→ **WORK REQUIRED**: Please return all lines of the data below containing the string "ceramic".

→ **MATERIAL SUPPLIED**:
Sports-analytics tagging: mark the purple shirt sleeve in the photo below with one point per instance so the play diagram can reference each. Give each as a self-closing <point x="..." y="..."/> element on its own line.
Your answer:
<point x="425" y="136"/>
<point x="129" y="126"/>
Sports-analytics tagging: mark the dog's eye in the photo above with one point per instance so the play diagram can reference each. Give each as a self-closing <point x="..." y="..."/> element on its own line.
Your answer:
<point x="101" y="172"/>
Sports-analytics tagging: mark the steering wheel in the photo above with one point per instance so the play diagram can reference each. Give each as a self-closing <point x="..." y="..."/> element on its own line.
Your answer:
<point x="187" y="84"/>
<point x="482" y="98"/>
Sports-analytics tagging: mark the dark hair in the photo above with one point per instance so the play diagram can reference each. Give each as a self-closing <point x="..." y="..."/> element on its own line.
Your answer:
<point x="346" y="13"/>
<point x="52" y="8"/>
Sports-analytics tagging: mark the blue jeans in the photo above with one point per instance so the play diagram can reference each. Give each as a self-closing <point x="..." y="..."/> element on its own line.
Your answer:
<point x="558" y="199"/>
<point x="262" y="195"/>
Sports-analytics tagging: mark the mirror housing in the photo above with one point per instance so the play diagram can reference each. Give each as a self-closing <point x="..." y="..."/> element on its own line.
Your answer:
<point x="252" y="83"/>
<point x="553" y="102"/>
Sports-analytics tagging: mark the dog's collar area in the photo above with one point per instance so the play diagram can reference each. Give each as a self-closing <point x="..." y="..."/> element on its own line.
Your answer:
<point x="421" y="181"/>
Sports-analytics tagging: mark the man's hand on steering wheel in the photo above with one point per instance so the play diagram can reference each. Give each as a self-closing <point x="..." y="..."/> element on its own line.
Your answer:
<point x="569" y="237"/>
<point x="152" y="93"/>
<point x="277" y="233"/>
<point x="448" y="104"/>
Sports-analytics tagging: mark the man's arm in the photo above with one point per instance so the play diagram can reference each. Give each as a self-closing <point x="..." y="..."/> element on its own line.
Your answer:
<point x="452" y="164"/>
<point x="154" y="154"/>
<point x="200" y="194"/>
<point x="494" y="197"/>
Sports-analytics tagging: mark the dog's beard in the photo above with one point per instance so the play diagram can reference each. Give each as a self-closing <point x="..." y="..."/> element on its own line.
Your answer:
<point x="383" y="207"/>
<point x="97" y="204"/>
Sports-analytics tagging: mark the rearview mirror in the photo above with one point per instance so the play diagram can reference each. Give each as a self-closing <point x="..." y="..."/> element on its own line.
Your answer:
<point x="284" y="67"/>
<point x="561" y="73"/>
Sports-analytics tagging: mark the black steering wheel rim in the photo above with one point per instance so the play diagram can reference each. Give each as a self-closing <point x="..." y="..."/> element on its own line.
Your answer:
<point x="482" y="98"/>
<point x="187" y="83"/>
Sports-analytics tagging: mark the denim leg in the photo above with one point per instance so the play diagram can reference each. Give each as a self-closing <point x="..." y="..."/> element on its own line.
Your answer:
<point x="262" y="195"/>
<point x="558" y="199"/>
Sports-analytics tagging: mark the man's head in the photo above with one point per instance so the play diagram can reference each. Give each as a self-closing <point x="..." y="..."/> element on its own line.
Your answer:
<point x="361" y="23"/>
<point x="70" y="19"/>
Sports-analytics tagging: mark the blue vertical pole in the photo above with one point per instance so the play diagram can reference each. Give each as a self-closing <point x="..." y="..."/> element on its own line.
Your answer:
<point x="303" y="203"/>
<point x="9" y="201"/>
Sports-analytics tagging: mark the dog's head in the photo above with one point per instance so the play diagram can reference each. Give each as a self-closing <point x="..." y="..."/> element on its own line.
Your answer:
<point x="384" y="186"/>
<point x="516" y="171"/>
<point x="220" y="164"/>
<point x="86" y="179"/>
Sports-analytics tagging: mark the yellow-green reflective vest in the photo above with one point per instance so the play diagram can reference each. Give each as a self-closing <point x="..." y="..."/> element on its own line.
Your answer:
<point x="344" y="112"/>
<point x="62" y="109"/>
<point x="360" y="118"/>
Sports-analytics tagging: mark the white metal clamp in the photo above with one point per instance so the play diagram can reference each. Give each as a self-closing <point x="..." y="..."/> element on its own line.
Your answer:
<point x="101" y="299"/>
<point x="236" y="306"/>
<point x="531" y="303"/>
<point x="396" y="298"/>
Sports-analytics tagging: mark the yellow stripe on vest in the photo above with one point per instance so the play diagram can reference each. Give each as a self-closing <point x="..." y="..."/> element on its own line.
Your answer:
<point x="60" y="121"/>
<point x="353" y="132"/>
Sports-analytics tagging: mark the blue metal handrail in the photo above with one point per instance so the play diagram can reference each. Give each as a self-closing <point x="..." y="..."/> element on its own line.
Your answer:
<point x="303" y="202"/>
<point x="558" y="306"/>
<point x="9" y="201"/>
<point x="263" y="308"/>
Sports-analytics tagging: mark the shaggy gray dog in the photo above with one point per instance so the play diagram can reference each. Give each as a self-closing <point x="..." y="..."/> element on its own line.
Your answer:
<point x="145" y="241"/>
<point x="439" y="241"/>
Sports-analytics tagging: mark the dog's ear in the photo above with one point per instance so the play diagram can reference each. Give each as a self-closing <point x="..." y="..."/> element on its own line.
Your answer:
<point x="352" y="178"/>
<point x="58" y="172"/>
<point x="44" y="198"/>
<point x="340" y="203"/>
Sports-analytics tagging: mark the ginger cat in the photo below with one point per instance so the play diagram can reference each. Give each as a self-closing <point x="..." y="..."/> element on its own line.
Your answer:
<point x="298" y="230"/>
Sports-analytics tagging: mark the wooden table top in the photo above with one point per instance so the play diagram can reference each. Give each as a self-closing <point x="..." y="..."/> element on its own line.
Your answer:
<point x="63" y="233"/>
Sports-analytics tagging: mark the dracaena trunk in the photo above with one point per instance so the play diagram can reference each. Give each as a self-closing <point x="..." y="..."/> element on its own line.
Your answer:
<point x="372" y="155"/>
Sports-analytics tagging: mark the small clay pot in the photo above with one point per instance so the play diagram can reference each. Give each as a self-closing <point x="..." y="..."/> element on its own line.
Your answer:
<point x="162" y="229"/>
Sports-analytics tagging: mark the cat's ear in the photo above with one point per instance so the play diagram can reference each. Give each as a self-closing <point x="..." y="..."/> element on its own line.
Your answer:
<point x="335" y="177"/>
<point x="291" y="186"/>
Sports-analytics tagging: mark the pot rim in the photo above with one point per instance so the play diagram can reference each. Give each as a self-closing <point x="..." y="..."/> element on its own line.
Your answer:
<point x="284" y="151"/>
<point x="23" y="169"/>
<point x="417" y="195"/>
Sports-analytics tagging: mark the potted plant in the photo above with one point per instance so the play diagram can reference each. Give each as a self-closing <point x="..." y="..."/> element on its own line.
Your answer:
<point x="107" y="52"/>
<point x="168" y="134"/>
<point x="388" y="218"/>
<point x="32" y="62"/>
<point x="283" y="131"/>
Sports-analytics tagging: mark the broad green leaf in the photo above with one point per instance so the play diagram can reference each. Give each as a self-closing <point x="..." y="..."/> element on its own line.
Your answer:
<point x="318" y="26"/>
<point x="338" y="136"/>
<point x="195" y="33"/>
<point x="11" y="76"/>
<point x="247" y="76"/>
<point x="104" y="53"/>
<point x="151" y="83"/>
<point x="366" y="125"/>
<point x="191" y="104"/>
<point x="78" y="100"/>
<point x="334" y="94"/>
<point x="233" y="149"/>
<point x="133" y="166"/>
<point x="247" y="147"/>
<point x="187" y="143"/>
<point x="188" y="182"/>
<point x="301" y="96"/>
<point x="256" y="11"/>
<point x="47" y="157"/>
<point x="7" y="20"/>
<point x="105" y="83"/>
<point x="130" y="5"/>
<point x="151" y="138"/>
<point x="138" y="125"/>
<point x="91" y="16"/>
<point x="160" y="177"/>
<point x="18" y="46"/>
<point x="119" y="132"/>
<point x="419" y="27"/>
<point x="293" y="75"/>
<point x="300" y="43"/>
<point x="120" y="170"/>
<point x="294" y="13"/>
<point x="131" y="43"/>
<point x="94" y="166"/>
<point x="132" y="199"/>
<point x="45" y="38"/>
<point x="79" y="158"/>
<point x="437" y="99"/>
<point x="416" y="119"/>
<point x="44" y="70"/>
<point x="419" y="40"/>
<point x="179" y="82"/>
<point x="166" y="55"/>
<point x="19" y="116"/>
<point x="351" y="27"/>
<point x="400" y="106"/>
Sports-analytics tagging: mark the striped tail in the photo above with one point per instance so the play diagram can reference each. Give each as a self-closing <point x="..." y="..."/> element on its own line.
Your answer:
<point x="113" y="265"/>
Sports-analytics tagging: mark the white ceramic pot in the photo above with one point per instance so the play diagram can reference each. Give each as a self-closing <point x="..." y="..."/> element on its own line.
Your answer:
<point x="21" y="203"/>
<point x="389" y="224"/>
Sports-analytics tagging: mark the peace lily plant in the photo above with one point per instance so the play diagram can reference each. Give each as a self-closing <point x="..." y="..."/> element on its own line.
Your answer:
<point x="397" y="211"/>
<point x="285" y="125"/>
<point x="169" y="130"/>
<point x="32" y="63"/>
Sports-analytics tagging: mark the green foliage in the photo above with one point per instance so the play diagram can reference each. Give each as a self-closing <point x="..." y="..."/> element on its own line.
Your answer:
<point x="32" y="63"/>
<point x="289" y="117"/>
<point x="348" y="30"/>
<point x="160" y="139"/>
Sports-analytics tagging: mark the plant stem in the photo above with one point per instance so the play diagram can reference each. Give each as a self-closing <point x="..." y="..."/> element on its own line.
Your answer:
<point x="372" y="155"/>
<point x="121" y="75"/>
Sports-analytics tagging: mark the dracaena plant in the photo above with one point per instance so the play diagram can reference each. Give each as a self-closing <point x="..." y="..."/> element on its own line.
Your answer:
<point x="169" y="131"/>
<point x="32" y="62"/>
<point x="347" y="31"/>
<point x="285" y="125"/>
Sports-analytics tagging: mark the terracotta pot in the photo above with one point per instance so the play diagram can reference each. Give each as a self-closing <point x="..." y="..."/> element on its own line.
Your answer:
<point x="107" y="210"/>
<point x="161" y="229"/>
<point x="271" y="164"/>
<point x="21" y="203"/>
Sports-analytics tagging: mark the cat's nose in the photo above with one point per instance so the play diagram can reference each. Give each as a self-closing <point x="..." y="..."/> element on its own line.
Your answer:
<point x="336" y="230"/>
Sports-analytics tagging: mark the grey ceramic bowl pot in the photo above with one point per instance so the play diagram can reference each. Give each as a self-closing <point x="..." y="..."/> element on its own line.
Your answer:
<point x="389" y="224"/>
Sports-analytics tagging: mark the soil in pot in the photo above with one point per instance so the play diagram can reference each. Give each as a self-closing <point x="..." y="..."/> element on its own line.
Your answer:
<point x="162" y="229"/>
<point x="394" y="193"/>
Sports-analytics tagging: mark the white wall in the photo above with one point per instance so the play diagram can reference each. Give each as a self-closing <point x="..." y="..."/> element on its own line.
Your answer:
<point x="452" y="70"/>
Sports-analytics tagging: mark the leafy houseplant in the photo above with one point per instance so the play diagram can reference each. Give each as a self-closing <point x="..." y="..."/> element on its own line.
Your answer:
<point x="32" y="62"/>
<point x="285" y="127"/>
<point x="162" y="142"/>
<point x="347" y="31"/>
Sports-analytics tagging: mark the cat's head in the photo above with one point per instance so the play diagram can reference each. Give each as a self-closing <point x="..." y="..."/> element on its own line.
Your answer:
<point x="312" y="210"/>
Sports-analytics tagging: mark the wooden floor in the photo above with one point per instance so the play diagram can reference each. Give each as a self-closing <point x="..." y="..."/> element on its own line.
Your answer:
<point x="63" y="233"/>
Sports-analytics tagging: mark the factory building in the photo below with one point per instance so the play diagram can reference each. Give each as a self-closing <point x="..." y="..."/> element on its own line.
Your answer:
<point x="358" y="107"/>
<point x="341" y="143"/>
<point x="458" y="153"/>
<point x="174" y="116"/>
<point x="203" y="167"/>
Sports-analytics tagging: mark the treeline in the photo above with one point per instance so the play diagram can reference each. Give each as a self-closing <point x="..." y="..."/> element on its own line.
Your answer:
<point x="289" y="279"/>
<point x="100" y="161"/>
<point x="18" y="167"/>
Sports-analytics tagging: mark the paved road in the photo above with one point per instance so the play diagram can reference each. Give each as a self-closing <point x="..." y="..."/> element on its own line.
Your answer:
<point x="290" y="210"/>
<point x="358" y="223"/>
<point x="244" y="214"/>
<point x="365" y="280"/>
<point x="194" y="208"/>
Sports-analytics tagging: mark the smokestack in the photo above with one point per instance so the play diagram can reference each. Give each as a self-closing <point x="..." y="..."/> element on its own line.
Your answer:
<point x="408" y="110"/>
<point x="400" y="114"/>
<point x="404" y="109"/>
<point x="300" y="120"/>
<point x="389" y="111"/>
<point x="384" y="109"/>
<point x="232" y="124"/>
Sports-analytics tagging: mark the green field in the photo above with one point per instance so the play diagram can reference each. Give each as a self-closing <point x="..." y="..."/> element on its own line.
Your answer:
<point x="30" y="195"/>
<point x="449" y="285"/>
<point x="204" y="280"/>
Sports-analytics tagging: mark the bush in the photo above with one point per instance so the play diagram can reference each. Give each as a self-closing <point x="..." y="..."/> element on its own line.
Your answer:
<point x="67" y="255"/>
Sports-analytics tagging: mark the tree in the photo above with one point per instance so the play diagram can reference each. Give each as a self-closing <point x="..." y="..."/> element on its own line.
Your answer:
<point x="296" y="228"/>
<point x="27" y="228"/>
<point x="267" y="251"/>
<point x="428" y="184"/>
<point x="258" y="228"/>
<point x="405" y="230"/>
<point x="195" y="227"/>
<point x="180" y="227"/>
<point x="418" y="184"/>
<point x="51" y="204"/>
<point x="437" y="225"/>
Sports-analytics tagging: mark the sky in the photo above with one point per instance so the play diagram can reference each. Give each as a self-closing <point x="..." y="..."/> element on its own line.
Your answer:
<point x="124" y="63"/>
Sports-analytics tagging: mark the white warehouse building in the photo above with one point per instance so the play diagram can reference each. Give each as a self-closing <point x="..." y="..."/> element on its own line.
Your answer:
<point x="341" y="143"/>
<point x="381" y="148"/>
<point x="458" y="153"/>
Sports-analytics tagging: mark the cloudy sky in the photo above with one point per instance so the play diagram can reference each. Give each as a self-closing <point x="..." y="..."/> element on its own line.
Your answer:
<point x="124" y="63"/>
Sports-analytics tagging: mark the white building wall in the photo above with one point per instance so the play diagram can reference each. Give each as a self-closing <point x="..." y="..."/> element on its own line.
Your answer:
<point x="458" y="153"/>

→ **OUTPUT FOR THIS TASK**:
Sports-analytics tagging: mark the white ceramic pot in the photo above with one point per instance so the play diagram can reference each. Give each as a self-closing <point x="..." y="..."/> element on its own line.
Sports-analytics tagging: mark the grey ceramic bowl pot in the photo above with one point per instance so the play diagram can reference each. Give each as a self-closing <point x="..." y="..."/> element on its own line.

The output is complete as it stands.